Exercise goal >>
Pick up the article about chocolate chip ice cream losing popularity and keep writing from its last sentence.
>> START Text provided
To some ice cream experts, chocolate chip feels plain. "It's not the worst, but it's not that good," said Ani Ward, 8, standing in the frozen-food aisle.

NYT articleChocolate chip ice cream, once a year-round staple, has fallen out of favor.

By Matt Richtel

Reported from ice-cream shops and frozen-food aisles in Boulder, Colo.

Feb. 15, 2024

Banana pudding, chocolate fudge brownie, salted caramel, Cherry Garcia, Dr Pepper Float and dozens of other flavors packed the ice-cream freezer at a local Safeway. Robin Sawyer, one recent Sunday afternoon, hunted for her personal favorite, black raspberry chocolate chunk.

Her husband, Mark, 68, has long been a fan of chocolate chip, but he doesn't see it around much anymore.

"Here it is!" Ms. Sawyer, 66, said to him, kneeling in front of the Haagen-Dazs section. "In the small container." Then she corrected herself: "Oh, that's chocolate chocolate chip."

Vanilla chocolate chip ice cream, once a staple of the ice cream world and one of the top sellers of all time, has fallen out of favor. The flavor can still be found (a closer inspection of the Safeway aisle in this university mountain town revealed pints of Baskin Robbins's chocolate chip), but it has been losing ground to flavors with more stuff, like cookies and cream and chocolate chip cookie dough.

Those two flavors are among the nation's top five best sellers, according to the International Dairy Foods Association, while chocolate chip no longer makes the top 10. It is now sold only in selected markets or at certain times of the year, according to major manufacturers.

"Chocolate chip used to be a flavor we produced constantly," said Christine Crowley, communications specialist for Babcock Dairy Plant, which has 75 years of ice-cream making under its belt, in Madison, Wis. Chocolate chip hasn't been a staple for a decade, she said: "Now it's seasonal."

Meaning, made for summer only. Even then, chocolate chip is not such a hot seller. Last summer, Babcock took four and a half months to sell through the 110 gallons of chocolate chip it had made, compared to three months for the same amount of chocolate chip cookie dough. "It's kind of not fair," Ms. Crowley said of the comparison. "We stock chocolate chip cookie dough all year," giving it such an edge that it's "creeping up on vanilla" in popularity.
>> END Text provided
>> START Records
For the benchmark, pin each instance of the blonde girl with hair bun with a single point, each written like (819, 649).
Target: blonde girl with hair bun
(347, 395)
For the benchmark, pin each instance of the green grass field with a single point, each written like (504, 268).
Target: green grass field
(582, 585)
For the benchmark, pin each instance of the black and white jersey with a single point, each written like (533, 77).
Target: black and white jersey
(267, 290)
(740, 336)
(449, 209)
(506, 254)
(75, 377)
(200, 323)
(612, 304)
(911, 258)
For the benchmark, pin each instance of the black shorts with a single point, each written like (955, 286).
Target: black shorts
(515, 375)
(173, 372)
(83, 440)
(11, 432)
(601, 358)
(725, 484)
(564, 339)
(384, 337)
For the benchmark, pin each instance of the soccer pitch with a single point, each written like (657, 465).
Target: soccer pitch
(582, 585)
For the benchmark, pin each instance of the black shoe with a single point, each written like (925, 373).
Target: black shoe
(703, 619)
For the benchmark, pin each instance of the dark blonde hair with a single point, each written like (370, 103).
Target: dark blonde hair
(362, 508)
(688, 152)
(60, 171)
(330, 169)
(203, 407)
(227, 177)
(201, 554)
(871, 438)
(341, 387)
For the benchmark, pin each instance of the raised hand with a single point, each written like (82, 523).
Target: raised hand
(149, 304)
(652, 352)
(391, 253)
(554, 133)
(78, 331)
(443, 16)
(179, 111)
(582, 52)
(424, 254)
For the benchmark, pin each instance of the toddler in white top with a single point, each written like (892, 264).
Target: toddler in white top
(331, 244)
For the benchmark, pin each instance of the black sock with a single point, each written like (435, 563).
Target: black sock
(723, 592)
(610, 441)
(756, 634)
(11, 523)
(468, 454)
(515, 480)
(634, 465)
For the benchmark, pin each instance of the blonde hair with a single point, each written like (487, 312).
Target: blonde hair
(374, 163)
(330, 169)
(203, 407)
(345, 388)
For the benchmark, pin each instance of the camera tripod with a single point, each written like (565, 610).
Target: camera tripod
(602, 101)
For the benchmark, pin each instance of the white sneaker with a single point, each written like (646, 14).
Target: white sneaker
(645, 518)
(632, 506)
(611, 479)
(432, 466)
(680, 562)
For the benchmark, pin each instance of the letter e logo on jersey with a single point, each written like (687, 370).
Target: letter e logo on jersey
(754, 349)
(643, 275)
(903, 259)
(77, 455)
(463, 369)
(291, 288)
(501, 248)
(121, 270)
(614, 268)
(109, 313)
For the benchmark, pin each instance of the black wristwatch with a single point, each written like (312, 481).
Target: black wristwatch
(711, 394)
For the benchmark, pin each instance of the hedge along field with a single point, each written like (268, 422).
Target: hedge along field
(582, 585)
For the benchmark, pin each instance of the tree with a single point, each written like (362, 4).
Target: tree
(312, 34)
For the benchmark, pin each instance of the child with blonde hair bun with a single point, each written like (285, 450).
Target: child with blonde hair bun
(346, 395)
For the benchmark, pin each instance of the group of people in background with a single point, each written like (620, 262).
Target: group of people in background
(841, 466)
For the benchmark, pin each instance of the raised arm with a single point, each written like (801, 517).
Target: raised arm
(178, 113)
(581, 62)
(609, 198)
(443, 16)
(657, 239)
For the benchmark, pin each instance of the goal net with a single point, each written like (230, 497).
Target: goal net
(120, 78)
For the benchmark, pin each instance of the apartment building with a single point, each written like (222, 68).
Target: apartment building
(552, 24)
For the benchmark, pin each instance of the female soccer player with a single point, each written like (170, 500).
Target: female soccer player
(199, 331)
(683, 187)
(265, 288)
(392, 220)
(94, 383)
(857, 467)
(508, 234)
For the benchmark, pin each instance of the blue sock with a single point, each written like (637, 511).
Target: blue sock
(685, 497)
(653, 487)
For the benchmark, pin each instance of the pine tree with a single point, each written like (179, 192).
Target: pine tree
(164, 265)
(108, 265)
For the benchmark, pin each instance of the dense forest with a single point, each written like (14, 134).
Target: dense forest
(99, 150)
>> END Records
Answer for the task >>
The reasons for chocolate chip's slide aren't exactly clear. Ice cream tastes change, as they always have, and there are more choices than ever, in every category. Blue Bell Creameries, based in Texas, took a few days to get back to a Times reporter's question about the changing fortunes of chocolate chip ice cream. But there was a good reason. "We released a new flavor, Cinnamon Twist ice cream, to consumers this week, so it has been a crazy past few days for our team," read a vanilla email from the Blue Bell public relations team.

The company had chocolate chip as a staple until the early 2000s, Blue Bell said in its email, but with growing demand for flavors like cookies and cream, chocolate chip has become "a market-specific flavor based on consumer preferences." The company's email added, "While Chocolate Chip may not be a standard flavor in our ice cream lineup, there are still many fans in our markets that can't get enough of it."

Joe Mruk, 39, can — get enough of it. He came to the Safeway aisle in search of a different Blue Bell flavor, Cookie Two Step, which he described as having "chocolate-chip cookie dough filling but based on cookie dough ice cream." It became "an instant hit" when introduced in 2016, according to Blue Bell. Mr. Mruk used to like regular old chocolate chip ice cream, he said, "but it's not here." Even if the flavor were available, he wouldn't gravitate to it. "Cookie Two Step is my jam."

To some ice cream experts, chocolate chip feels plain.

"It's not the worst, but it's not that good," said Ani Ward, 8, standing in the frozen-food aisle. To be fair, she could not remember the last time she'd had chocolate chip ice cream. Her father, Sean Ward, reminded her that the flavor involves vanilla ice cream with chocolate chips.

"It's similar to cookies and cream," she said.

"But no cookies in it," he said.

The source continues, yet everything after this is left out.